#### Your objective:
Without the pictures, repeat the listing character for character.

#### Data provided:
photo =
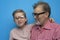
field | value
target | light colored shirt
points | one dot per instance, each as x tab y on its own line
50	31
21	34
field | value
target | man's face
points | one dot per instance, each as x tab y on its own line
40	15
20	19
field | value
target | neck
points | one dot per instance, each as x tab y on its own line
22	27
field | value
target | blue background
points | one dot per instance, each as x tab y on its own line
8	6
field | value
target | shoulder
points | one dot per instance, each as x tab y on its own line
13	30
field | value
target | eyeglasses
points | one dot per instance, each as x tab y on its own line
37	14
21	17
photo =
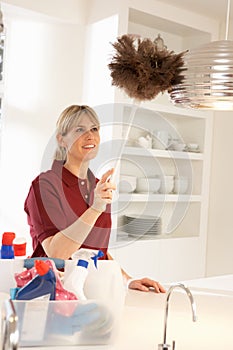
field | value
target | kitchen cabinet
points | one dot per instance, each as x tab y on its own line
178	252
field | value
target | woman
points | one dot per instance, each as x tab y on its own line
67	207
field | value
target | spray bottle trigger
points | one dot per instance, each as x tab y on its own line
97	256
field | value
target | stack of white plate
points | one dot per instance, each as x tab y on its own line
142	225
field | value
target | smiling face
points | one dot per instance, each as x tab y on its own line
82	141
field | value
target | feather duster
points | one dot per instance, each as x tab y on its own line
142	69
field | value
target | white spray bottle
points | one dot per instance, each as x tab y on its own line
76	270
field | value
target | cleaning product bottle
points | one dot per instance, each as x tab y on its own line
7	250
19	245
77	270
43	284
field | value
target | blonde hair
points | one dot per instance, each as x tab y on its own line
68	120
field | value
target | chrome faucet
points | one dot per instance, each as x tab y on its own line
165	346
10	333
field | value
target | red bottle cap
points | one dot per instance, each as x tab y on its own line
19	244
41	267
7	238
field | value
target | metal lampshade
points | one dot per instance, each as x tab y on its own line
207	81
207	78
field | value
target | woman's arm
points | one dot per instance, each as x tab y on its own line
143	284
64	243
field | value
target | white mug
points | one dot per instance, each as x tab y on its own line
161	139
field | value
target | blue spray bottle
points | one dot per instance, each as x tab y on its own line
76	273
44	283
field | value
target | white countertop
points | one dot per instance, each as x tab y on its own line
143	319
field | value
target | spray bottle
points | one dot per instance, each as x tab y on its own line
76	270
43	284
19	245
7	250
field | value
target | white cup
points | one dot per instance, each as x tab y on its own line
161	139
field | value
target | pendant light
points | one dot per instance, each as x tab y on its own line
207	76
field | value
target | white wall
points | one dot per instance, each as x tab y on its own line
43	75
220	231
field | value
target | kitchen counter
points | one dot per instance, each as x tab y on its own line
143	318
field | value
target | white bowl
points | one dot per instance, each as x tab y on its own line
167	184
127	183
179	146
181	185
148	184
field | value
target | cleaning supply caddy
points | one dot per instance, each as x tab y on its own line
94	321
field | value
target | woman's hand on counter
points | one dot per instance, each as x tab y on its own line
145	285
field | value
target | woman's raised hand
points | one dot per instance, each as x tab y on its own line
103	192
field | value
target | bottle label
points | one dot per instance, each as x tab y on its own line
35	309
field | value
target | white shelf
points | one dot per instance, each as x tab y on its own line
139	197
145	152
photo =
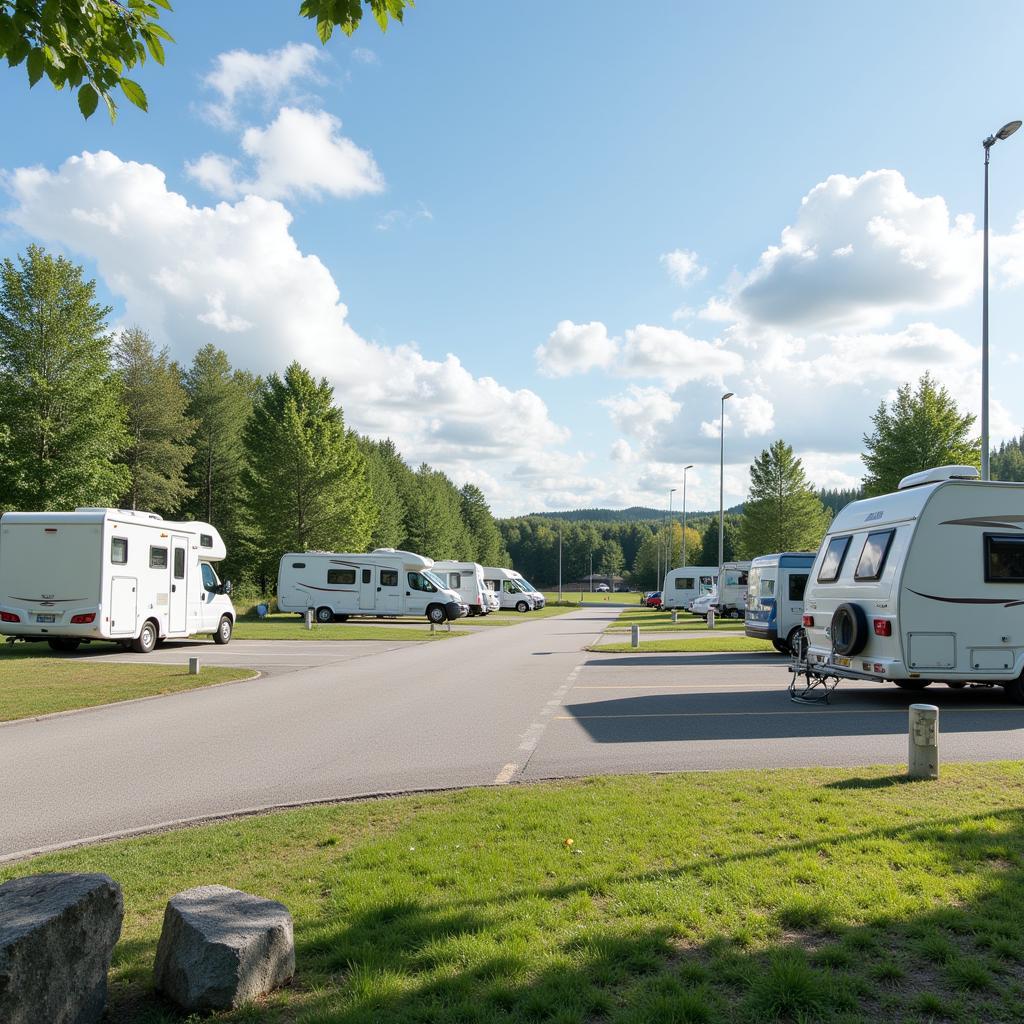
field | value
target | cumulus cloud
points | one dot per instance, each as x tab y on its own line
576	348
233	273
301	153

#### Answer to the task:
photo =
field | value
target | light colored shirt
points | one dot per instance, each as x tab y on its own line
50	31
21	34
field | value
target | man's face
points | one dot per instance, each as x tab y on its own line
40	15
20	19
field | value
target | neck
points | one dot per instance, each as x tab y on its own line
22	27
field | value
target | blue background
points | one dot per instance, each as x tab y on its own line
8	6
field | value
target | shoulder
points | one dot per instance, each as x tab y on its own line
13	30
field | value
target | eyeglasses
points | one dot per instance, each as x tab y on its own line
37	14
21	17
photo =
field | value
target | kitchen cabinet
points | one dot per instance, each as x tab y on its own line
178	252
field | value
target | woman
points | one dot per instance, each as x tab y on its own line
67	207
field | value
target | spray bottle trigger
points | one dot per instance, each as x tab y on its own line
97	256
field | value
target | stack of white plate
points | one dot per instance, each as x tab y on its own line
142	225
field | value
target | smiling face
points | one dot per instance, each as x tab y on its own line
82	141
field | value
target | feather duster
points | one dot per instance, each as x tab y on its own line
142	69
field | value
target | white spray bottle
points | one dot per instance, each as x tab y on its own line
76	270
field | value
target | cleaning product bottle
points | one dot per instance, each as x tab y on its own line
7	250
19	245
77	270
43	284
field | value
target | blonde hair
points | one dot per instance, each as x tab y on its own line
68	120
field | value
target | chrome faucet
points | one dot per instance, each as x tab y on its own line
165	346
10	333
field | value
target | red bottle cap
points | one dot per instance, each as x tab y on its own line
19	244
41	267
7	238
field | value
target | metal lampshade
points | one dot per instance, each as x tab y on its own line
207	81
207	78
field | value
target | woman's arm
points | one dot per instance, each as x tab y on its own line
143	284
64	243
field | value
target | white mug
points | one dot per instance, each as x tab y on its own line
161	139
field | value
target | blue spray bottle
points | one dot per instance, each as x tab y on its own line
76	273
44	283
field | value
target | white countertop
points | one dot per instance, each as x tab y on its own line
143	319
field | value
target | spray bottle
points | one dot per instance, each as x tab y on its own line
76	270
43	284
19	245
7	250
field | value
target | white cup
points | one dot per instance, each as x tab y on its own line
161	139
field | value
target | pendant light
points | one dot per instance, each as x tab y on its own line
207	76
field | value
target | white wall
points | one dot per instance, each as x tab y on its own line
43	75
220	231
field | value
target | kitchen counter
points | one dot per instance, each as x tab y on its own line
143	318
field | value
target | white bowl
points | one dot per instance, each as x tab y on its own line
167	184
127	183
179	146
181	185
148	184
field | value
target | cleaning supply caddy
points | one dot per instance, each as x tab y on its own line
94	321
field | value
target | woman's hand on counter
points | one dot per instance, each as x tab y on its own line
145	285
field | value
target | woman's raised hand
points | one dot per instance, each as x tab y on its own line
103	192
field | value
target | bottle label
points | one dot per instance, each as x tab y on its own line
35	309
field | value
target | white shelf
points | one dot per instance, each as x tab y on its own line
139	197
145	152
photo =
field | value
target | cumulus cloud
points | one dot per instance, each as x tab y on its own line
576	348
233	273
301	153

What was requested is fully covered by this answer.